— BEGIN TASK MATERIAL —

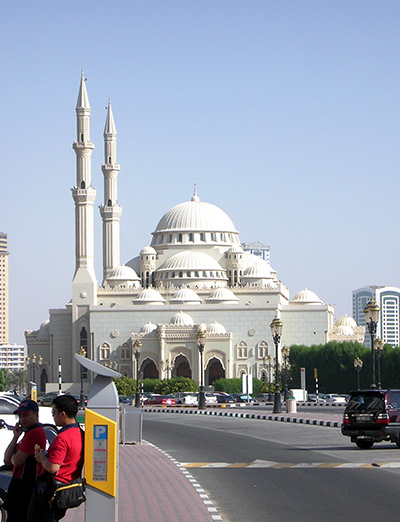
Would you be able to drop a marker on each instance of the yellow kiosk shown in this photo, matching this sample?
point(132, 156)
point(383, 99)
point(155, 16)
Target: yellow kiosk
point(101, 444)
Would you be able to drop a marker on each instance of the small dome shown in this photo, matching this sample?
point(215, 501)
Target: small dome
point(306, 297)
point(149, 296)
point(345, 320)
point(148, 328)
point(185, 295)
point(222, 295)
point(123, 273)
point(236, 249)
point(182, 319)
point(148, 250)
point(216, 329)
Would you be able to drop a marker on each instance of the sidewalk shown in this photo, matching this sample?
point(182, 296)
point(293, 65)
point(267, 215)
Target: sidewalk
point(154, 487)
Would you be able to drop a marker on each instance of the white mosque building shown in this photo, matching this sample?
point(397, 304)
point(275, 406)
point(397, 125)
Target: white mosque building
point(194, 274)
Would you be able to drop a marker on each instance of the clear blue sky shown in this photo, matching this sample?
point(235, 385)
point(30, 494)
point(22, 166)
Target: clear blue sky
point(285, 114)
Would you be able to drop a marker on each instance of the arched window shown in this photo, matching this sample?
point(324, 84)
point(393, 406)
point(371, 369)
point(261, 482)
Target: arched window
point(242, 350)
point(105, 351)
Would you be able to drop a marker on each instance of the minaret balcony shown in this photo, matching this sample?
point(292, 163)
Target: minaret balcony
point(82, 145)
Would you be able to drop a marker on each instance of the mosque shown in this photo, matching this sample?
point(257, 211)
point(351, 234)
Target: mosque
point(193, 275)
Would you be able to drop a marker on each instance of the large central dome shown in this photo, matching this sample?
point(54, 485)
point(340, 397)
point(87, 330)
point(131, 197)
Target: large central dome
point(195, 216)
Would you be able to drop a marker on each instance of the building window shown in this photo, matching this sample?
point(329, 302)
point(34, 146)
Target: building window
point(105, 351)
point(242, 350)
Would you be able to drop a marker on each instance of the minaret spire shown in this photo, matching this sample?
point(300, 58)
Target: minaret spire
point(110, 211)
point(84, 283)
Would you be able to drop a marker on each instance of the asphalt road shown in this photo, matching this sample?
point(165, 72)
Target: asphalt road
point(265, 471)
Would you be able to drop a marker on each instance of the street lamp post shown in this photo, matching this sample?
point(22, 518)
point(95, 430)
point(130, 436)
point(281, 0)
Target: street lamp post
point(137, 345)
point(371, 312)
point(276, 331)
point(201, 336)
point(379, 350)
point(82, 353)
point(358, 366)
point(285, 355)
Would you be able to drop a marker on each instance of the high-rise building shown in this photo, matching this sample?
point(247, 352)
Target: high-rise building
point(3, 289)
point(388, 299)
point(12, 357)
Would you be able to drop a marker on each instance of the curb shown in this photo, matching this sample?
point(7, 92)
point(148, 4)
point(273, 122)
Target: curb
point(278, 418)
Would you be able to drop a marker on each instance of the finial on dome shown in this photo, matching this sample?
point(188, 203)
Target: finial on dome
point(195, 197)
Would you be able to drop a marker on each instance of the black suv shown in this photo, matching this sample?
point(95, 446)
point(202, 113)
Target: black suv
point(372, 416)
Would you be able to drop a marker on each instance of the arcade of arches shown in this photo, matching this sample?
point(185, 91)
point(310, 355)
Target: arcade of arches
point(213, 370)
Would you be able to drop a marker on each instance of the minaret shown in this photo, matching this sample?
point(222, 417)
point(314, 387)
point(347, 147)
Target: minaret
point(110, 211)
point(84, 281)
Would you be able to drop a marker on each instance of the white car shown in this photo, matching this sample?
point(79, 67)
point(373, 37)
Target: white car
point(334, 398)
point(188, 398)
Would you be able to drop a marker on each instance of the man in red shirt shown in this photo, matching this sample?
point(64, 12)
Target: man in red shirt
point(21, 456)
point(62, 463)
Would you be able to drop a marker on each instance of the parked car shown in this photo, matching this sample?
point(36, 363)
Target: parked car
point(123, 399)
point(225, 398)
point(264, 397)
point(240, 397)
point(161, 400)
point(312, 397)
point(334, 398)
point(188, 398)
point(372, 416)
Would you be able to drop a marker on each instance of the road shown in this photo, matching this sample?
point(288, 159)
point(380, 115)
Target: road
point(280, 471)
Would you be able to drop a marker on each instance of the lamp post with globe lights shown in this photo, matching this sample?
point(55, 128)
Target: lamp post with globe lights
point(371, 312)
point(379, 350)
point(358, 367)
point(276, 331)
point(137, 345)
point(285, 356)
point(201, 336)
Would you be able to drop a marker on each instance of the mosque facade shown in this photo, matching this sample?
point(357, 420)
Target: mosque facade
point(193, 275)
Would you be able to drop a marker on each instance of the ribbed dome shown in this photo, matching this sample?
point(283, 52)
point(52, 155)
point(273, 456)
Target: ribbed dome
point(182, 319)
point(195, 215)
point(149, 296)
point(185, 295)
point(148, 250)
point(260, 270)
point(190, 260)
point(148, 328)
point(222, 295)
point(216, 329)
point(306, 297)
point(123, 273)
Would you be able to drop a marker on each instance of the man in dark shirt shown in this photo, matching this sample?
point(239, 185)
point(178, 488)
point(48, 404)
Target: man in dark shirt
point(62, 463)
point(20, 454)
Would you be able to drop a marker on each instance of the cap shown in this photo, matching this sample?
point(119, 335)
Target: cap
point(27, 405)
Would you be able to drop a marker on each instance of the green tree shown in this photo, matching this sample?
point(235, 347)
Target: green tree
point(14, 380)
point(125, 386)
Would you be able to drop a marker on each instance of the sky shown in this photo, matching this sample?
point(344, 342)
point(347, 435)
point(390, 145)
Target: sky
point(285, 114)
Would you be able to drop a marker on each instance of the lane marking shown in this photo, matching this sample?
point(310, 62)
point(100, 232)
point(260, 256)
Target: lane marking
point(289, 465)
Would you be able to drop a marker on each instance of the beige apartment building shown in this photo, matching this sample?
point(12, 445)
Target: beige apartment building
point(3, 289)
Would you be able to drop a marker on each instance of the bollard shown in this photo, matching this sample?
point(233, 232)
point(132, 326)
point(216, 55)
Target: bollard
point(291, 405)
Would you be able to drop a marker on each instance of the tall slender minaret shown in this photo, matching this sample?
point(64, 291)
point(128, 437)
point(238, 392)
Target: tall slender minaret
point(110, 211)
point(84, 282)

— END TASK MATERIAL —

▸ AIM
Put every line of the entries above into a JSON list of strings, one string per line, skipping blank lines and leaving out the pictures.

▸ RESULT BELOW
[
  "Would you be able to drop a marker on each instance of the yellow kiosk shown in this photo, matching this sample?",
  "point(132, 156)",
  "point(383, 99)",
  "point(155, 16)",
  "Target: yellow kiosk",
  "point(101, 444)",
  "Would you be able to drop a marker on each instance of the small dome shown in this photo, matching this sample?",
  "point(215, 501)",
  "Target: small dome",
  "point(306, 297)",
  "point(149, 296)",
  "point(345, 320)",
  "point(148, 328)",
  "point(185, 295)",
  "point(222, 295)",
  "point(123, 273)",
  "point(236, 249)",
  "point(182, 319)",
  "point(148, 250)",
  "point(216, 329)",
  "Would you be able to drop a marker on each instance of the sidewalk shown in this photo, matching this sample?",
  "point(182, 296)",
  "point(293, 65)",
  "point(267, 215)",
  "Target: sidewalk",
  "point(154, 487)",
  "Would you be able to drop a marker on each instance of the white mosque building shown in this photo, matching this sample?",
  "point(397, 304)",
  "point(275, 406)",
  "point(397, 125)",
  "Target: white mosque building",
  "point(194, 274)",
  "Would you be able to drop a marker on each instance of the clear blue sky shown in this photo, matching this sample?",
  "point(235, 385)",
  "point(30, 494)",
  "point(22, 166)",
  "Target: clear blue sky",
  "point(285, 114)",
  "Would you be able to drop a marker on each instance of the arched window shown in this photo, matching this sample?",
  "point(324, 84)",
  "point(393, 406)",
  "point(371, 369)",
  "point(261, 482)",
  "Target: arched window",
  "point(242, 350)",
  "point(105, 351)",
  "Would you be able to drop a marker on each instance of the minaret balcony shown in this photo, matching this sample?",
  "point(292, 163)",
  "Target: minaret balcony",
  "point(82, 145)",
  "Would you be able to drop a marker on each instance of the mosque shown in this photo, matching this sample?",
  "point(257, 211)",
  "point(351, 234)",
  "Target: mosque",
  "point(193, 275)",
  "Would you be able to drop a marker on each instance of the large central dome shown in this photo, matching this sample?",
  "point(54, 485)",
  "point(340, 397)",
  "point(87, 330)",
  "point(131, 197)",
  "Target: large central dome",
  "point(195, 216)",
  "Would you be able to drop a marker on each instance of the building window shown in this photo, matching this sample?",
  "point(329, 302)",
  "point(34, 146)",
  "Target: building window",
  "point(105, 351)",
  "point(242, 350)",
  "Would you be able to drop a marker on each instance of the minaret spire shown in this photo, matching this sample?",
  "point(300, 58)",
  "Target: minaret spire",
  "point(110, 211)",
  "point(84, 283)",
  "Would you be able to drop a marker on each instance of the asphalt road shown in this photo, matching this sample?",
  "point(165, 72)",
  "Target: asphalt road",
  "point(265, 471)",
  "Would you be able to drop a marker on each instance of the street lamp post shown in this photo, matching this sample?",
  "point(22, 518)",
  "point(95, 430)",
  "point(130, 436)",
  "point(281, 0)",
  "Target: street lamp post",
  "point(137, 345)",
  "point(371, 312)",
  "point(276, 331)",
  "point(201, 336)",
  "point(379, 350)",
  "point(82, 353)",
  "point(358, 366)",
  "point(285, 355)",
  "Would you be able to drop a marker on each instance of the high-rise building shown in this photo, matching this sample?",
  "point(247, 352)",
  "Target: high-rise building",
  "point(3, 289)",
  "point(388, 299)",
  "point(12, 357)",
  "Would you be able to drop a marker on each instance of the curb shown in this photo, matching this sample?",
  "point(7, 92)",
  "point(148, 4)",
  "point(273, 122)",
  "Target: curb",
  "point(278, 418)",
  "Would you be able to drop a marker on each instance of the finial on dome shown in this photo, matching this sample?",
  "point(188, 203)",
  "Target: finial on dome",
  "point(195, 197)",
  "Would you be able to drop a marker on each instance of the black suv shown in this photo, matching this sample?",
  "point(95, 446)",
  "point(202, 113)",
  "Target: black suv",
  "point(372, 416)",
  "Would you be able to drop a marker on each instance of the arcade of arches shown in this photo, matching this sample?",
  "point(185, 91)",
  "point(310, 355)",
  "Target: arcade of arches",
  "point(213, 370)",
  "Would you be able to drop a marker on each instance of the minaret shown in this photo, matching this sample?",
  "point(222, 417)",
  "point(314, 387)",
  "point(347, 147)",
  "Target: minaret",
  "point(110, 211)",
  "point(84, 281)",
  "Would you be able to drop a marker on each instance of the white car shown in this photo, matching this sample?",
  "point(79, 67)",
  "point(373, 37)",
  "Target: white car",
  "point(334, 398)",
  "point(188, 398)",
  "Would you be able to drop a marker on each instance of the man in red shirt shown in this photo, matching this sample?",
  "point(64, 12)",
  "Target: man in red shirt",
  "point(21, 456)",
  "point(62, 463)",
  "Would you be able to drop a marker on each instance of the parked car shown in this photo, matching this sample?",
  "point(36, 363)",
  "Target: parked car",
  "point(123, 399)",
  "point(225, 398)",
  "point(264, 397)",
  "point(240, 397)",
  "point(161, 400)",
  "point(312, 397)",
  "point(334, 398)",
  "point(188, 398)",
  "point(372, 416)",
  "Would you be able to drop a marker on each instance of the road shown in this photo, matching this sample?",
  "point(288, 159)",
  "point(380, 115)",
  "Target: road",
  "point(280, 471)",
  "Would you be able to drop a marker on each instance of the lamp post with globe lights shown in this photo, matching this sample?",
  "point(55, 128)",
  "Target: lamp post with globe lights",
  "point(371, 312)",
  "point(379, 350)",
  "point(358, 367)",
  "point(276, 331)",
  "point(137, 345)",
  "point(285, 356)",
  "point(201, 336)",
  "Would you be able to drop a marker on each instance of the mosque facade shown in this photo, matching this sample?",
  "point(357, 420)",
  "Target: mosque facade",
  "point(193, 275)",
  "Would you be able to drop a marker on each instance of the ribbed dome shown in this photo, matching this sample?",
  "point(283, 52)",
  "point(52, 155)",
  "point(273, 456)",
  "Target: ribbed dome",
  "point(182, 319)",
  "point(195, 215)",
  "point(149, 296)",
  "point(185, 295)",
  "point(148, 250)",
  "point(260, 270)",
  "point(190, 260)",
  "point(148, 328)",
  "point(222, 295)",
  "point(216, 329)",
  "point(306, 297)",
  "point(123, 273)",
  "Would you be able to drop a marker on each instance of the man in dark shirt shown in this photo, matching this sample?",
  "point(239, 185)",
  "point(178, 488)",
  "point(48, 404)",
  "Target: man in dark shirt",
  "point(62, 463)",
  "point(20, 454)",
  "Would you be able to drop a marker on each instance of the cap shown in this photo, matching this sample?",
  "point(119, 335)",
  "Target: cap",
  "point(27, 405)",
  "Would you be able to drop a marker on each instance of the green tree shown in this photo, matching this sample?",
  "point(235, 347)",
  "Target: green tree",
  "point(14, 380)",
  "point(125, 386)",
  "Would you be able to drop a marker on each instance of the sky shown in this photo, matching this sample?",
  "point(344, 342)",
  "point(347, 435)",
  "point(390, 145)",
  "Target: sky",
  "point(285, 114)",
  "Would you be able to drop a marker on each instance of the lane marking shown in this photo, matching this sample?",
  "point(310, 62)",
  "point(100, 232)",
  "point(260, 256)",
  "Target: lane marking",
  "point(289, 465)",
  "Would you be able to drop a marker on each instance of the beige apartment building shown in this photo, matching this sample?",
  "point(12, 445)",
  "Target: beige apartment building",
  "point(3, 289)",
  "Would you be able to drop a marker on each instance of the bollard shown in this photo, matching this sample?",
  "point(233, 232)",
  "point(132, 326)",
  "point(216, 55)",
  "Target: bollard",
  "point(291, 405)",
  "Would you be able to drop a marker on each instance of the tall slender minaret shown in this photo, matching this sample?",
  "point(64, 291)",
  "point(128, 437)",
  "point(238, 392)",
  "Target: tall slender minaret",
  "point(110, 211)",
  "point(84, 282)"
]